>>>

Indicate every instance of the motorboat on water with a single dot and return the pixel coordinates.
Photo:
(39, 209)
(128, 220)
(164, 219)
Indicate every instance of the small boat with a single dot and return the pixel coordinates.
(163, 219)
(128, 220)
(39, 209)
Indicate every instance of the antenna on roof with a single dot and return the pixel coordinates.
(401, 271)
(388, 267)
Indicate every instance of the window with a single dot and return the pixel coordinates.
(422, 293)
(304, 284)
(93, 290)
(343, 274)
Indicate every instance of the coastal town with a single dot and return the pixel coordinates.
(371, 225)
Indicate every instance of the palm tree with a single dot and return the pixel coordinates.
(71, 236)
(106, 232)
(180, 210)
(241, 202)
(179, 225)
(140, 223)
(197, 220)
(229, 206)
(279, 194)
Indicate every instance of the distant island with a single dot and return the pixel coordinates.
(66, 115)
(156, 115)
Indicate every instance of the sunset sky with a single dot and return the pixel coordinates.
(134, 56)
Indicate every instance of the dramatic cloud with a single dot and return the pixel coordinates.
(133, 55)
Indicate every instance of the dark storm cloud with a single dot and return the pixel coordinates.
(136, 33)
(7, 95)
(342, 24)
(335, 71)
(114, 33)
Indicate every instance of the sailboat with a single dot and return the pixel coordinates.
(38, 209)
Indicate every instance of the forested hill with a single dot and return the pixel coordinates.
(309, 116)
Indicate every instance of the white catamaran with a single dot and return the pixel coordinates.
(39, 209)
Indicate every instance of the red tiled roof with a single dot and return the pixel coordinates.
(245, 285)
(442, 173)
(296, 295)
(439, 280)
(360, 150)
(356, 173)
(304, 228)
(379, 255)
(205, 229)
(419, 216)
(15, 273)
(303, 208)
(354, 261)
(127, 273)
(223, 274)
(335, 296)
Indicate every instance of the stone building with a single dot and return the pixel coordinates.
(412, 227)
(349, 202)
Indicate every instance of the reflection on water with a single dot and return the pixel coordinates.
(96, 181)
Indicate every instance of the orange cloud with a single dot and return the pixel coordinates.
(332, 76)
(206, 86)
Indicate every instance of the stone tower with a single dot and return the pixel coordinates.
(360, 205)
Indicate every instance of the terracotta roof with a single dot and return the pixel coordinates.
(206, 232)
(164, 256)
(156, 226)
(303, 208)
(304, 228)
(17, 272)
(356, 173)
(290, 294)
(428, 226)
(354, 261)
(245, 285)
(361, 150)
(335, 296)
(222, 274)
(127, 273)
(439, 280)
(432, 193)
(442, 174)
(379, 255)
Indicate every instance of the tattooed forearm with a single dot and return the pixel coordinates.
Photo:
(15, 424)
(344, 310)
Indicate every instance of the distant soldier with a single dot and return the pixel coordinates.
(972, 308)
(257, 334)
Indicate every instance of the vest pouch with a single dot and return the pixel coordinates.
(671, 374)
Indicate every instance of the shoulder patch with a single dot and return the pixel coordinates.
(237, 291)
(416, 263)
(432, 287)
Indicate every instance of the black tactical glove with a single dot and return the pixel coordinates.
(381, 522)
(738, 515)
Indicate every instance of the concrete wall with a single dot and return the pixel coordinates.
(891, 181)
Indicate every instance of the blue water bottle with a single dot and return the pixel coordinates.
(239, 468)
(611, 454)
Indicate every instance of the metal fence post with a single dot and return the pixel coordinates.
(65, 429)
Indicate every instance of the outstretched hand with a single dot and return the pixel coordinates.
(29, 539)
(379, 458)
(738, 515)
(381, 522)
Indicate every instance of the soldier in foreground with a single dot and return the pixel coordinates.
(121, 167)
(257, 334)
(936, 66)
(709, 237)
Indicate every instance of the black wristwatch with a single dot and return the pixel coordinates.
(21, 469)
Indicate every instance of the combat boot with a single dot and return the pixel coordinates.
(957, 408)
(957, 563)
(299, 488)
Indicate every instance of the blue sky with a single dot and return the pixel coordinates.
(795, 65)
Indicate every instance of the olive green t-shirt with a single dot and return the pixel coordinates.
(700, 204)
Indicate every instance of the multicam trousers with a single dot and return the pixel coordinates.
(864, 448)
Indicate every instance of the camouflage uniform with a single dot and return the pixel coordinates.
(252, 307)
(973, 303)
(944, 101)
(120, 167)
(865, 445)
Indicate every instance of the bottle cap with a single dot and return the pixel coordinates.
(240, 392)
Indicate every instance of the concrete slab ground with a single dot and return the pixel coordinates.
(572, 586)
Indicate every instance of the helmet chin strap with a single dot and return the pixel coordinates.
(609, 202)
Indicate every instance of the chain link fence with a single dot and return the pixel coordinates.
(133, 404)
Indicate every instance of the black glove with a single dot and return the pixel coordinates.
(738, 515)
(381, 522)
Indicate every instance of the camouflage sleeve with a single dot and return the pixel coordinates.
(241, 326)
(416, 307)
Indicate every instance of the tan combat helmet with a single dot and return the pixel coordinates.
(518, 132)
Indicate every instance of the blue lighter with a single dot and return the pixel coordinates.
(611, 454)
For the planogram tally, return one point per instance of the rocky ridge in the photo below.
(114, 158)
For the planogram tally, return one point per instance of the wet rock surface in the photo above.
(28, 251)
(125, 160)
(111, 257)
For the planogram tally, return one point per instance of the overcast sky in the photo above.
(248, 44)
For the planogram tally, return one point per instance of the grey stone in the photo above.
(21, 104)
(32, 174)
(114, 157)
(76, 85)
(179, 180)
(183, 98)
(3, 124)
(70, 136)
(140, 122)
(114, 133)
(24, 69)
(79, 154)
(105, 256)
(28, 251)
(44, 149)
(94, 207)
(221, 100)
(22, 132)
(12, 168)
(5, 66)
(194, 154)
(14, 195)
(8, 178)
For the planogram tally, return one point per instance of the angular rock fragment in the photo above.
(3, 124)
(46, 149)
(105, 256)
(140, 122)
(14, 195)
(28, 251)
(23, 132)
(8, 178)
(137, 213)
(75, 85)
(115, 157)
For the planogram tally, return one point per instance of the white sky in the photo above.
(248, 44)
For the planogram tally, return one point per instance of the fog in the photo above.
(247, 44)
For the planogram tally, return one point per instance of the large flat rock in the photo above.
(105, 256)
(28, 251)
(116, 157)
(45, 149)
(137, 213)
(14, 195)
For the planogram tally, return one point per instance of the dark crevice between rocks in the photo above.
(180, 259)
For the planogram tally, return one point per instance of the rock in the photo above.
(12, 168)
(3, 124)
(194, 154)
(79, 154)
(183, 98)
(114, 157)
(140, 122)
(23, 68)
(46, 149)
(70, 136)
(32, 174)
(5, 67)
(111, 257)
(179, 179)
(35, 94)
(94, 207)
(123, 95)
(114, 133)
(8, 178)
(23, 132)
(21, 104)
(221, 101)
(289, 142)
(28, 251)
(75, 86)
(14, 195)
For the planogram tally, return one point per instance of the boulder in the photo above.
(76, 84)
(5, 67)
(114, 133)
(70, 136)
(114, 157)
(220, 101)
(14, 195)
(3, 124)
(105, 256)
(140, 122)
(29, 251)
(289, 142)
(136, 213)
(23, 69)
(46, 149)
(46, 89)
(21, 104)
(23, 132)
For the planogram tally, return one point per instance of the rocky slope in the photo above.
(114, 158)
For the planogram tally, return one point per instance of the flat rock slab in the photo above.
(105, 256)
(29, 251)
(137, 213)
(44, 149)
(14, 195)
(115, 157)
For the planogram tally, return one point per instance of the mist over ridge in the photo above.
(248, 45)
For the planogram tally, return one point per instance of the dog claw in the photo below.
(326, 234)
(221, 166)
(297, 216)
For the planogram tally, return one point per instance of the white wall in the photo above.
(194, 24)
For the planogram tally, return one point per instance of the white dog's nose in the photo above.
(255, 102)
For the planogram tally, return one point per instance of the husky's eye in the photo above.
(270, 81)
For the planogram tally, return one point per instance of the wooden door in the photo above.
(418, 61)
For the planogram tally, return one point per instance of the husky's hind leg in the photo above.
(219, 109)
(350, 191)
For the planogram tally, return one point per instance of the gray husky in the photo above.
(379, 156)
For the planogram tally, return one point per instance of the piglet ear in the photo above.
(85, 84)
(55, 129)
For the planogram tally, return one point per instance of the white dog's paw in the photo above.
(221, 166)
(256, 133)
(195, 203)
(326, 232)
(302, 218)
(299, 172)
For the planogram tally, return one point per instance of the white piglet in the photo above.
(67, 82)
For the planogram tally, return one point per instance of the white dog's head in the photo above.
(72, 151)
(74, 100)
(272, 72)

<<<

Substitua "white dog's" por "white puppy's" no trecho dos dados que começa na linha que contém "wall in the photo above." e termina no fim dos dados. Reproduza só esse trecho, sem alterar mais nada.

For the planogram tally, return one point per instance of the white wall in the photo above.
(194, 24)
For the planogram tally, return one point per instance of the white puppy's nose in the photo above.
(255, 102)
For the planogram tally, return one point per instance of the husky's eye in the photo above.
(270, 81)
For the planogram tally, return one point per instance of the wooden door in the photo above.
(418, 61)
For the planogram tally, return one point per instance of the husky's hind leg in the photo above.
(219, 109)
(350, 191)
For the planogram tally, return one point per instance of the gray husky in the photo above.
(379, 156)
For the planogram tally, return one point per instance of the piglet ear in the photo above.
(85, 84)
(55, 129)
For the planogram tally, return one point per instance of the white puppy's paw in the photo above.
(221, 166)
(256, 133)
(195, 203)
(326, 232)
(302, 218)
(299, 172)
For the planogram tally, return one point per instance of the white piglet in the photo above.
(67, 82)
For the planogram tally, return one point per instance of the white puppy's head in the photo above.
(72, 151)
(74, 100)
(272, 72)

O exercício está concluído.